### Work to do
Repeat all the material exactly; pictures stay out of your copy.

### Entries provided

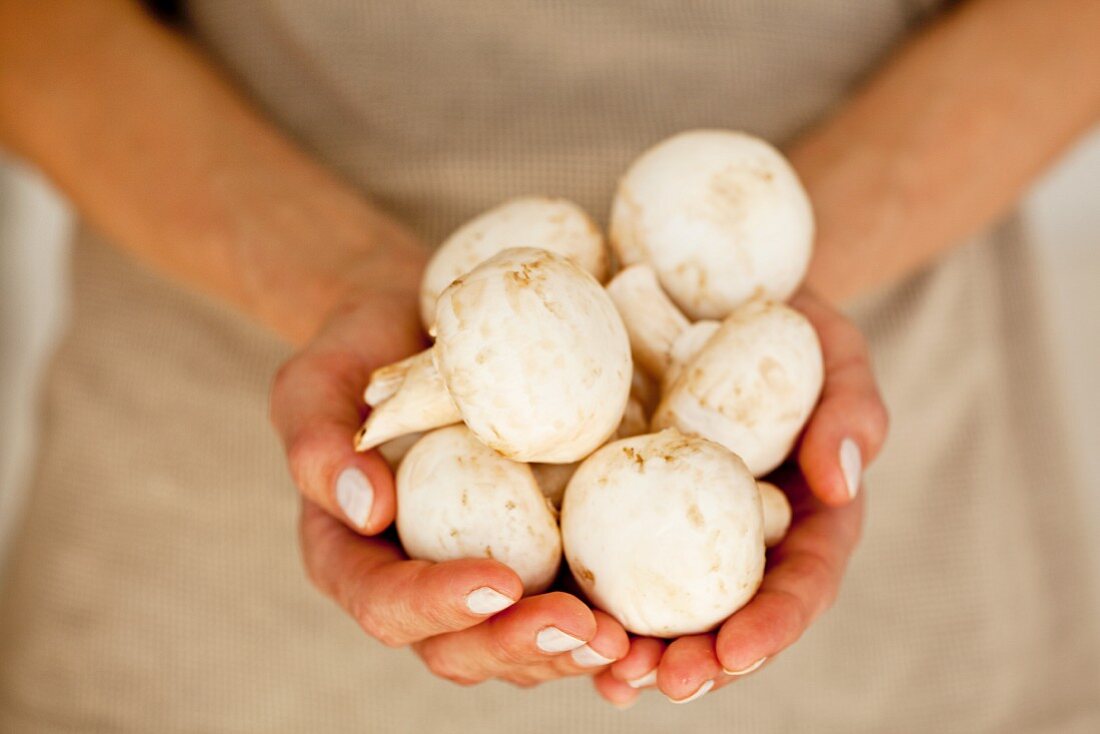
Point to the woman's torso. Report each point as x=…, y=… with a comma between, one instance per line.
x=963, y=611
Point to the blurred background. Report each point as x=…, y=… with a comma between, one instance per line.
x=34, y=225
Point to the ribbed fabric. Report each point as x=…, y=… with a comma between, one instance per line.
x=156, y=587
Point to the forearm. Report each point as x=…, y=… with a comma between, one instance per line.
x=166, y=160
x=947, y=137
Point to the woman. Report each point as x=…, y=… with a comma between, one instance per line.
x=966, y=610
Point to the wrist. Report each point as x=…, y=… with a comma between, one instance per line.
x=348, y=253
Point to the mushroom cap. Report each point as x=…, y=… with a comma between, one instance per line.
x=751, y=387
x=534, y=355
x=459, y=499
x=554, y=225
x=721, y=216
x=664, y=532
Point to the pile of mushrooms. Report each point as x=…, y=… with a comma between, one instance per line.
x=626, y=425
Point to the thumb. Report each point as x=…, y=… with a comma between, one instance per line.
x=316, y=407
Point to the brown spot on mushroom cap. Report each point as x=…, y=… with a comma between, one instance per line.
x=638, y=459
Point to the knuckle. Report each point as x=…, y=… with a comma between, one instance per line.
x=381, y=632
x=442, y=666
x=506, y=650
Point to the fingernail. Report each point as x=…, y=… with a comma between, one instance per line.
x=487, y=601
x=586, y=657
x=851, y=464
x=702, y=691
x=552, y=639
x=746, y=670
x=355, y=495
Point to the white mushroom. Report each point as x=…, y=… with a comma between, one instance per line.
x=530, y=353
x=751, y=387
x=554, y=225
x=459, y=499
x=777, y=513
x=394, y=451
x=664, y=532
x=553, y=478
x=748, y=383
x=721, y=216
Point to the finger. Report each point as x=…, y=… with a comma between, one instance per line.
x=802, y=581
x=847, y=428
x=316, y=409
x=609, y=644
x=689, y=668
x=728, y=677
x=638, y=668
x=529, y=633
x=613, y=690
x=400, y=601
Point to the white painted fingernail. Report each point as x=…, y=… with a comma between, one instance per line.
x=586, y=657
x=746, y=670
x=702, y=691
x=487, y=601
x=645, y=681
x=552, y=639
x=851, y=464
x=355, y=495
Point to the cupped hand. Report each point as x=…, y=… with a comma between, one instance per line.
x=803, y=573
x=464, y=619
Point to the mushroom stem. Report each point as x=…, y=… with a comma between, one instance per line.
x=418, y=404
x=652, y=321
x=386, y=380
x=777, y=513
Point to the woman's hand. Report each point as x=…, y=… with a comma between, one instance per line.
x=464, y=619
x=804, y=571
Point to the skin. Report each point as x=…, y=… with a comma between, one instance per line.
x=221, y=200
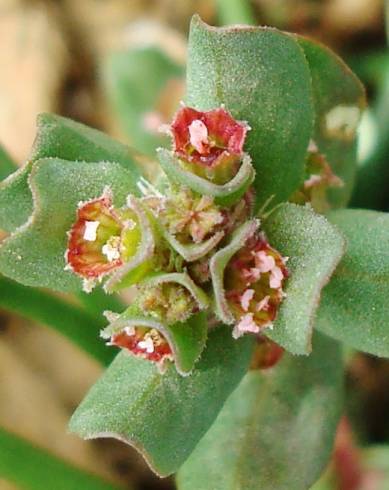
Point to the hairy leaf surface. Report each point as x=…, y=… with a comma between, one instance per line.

### Output for this exercise
Point to the woman's torso. Report each point as x=…, y=… with a comma between, one instance per line.
x=963, y=611
Point to the blurred background. Report each point as x=…, y=… with a comma between, one instance per line.
x=34, y=225
Point to the ribbed fabric. Report each point as x=…, y=… with a comma between, one instance per line.
x=156, y=587
Point to the forearm. Report each point as x=…, y=… with a comma between, one instance per line.
x=166, y=160
x=947, y=137
Point to the woman. Report each point as x=…, y=… with a comma between, one instance per line.
x=966, y=610
Point to the wrist. Report each point as x=…, y=… with a comma between, one instance per line.
x=348, y=253
Point to the mushroom cap. Report each point as x=…, y=… with a comma between, one instance per line.
x=751, y=387
x=534, y=355
x=459, y=499
x=554, y=225
x=721, y=216
x=664, y=532
Point to the pile of mushrooms. Report each point as x=…, y=… with a comma between, one instance per line.
x=626, y=425
Point to the thumb. Report each point as x=…, y=… with a comma between, one instance per line.
x=316, y=407
Point to the brown spot on mushroom cap. Report each point as x=…, y=… with a comma between, one instance per line.
x=638, y=459
Point to the knuckle. Report each point as x=…, y=… with a comma between, one instance per line.
x=381, y=632
x=442, y=666
x=506, y=650
Point to the fingernail. Report each point as x=…, y=… with a comma between, one instance per line.
x=487, y=601
x=586, y=657
x=851, y=464
x=702, y=691
x=552, y=639
x=746, y=670
x=355, y=495
Point to the white mushroom. Report each point as x=…, y=… with a comma between, one instance per line.
x=530, y=353
x=751, y=387
x=554, y=225
x=459, y=499
x=777, y=513
x=394, y=451
x=664, y=532
x=553, y=478
x=748, y=383
x=721, y=216
Point to the finger. Report each point as x=…, y=… with a comma between, one instance per line.
x=802, y=581
x=847, y=428
x=316, y=409
x=609, y=644
x=689, y=668
x=728, y=677
x=638, y=668
x=529, y=633
x=613, y=690
x=400, y=601
Point to the white painted fingernail. Report each point as x=…, y=… with a comma between, one instance per line.
x=586, y=657
x=746, y=670
x=702, y=691
x=487, y=601
x=645, y=681
x=552, y=639
x=851, y=464
x=355, y=495
Point to the cupped hand. Report each point as x=…, y=… with a comma between, one instance per line.
x=803, y=573
x=464, y=619
Point to the mushroom stem. Report each point as x=…, y=… with a comma between, one instance per line.
x=418, y=404
x=652, y=321
x=386, y=380
x=777, y=513
Point to the woman's hand. Report each point as x=…, y=… with a comma between, one instance per line.
x=464, y=619
x=804, y=571
Point to the skin. Report each point as x=…, y=… with a comma between, one instance per line.
x=221, y=200
Point to the hairy leaf surface. Report each point as x=…, y=… with a comma between, one instance per line.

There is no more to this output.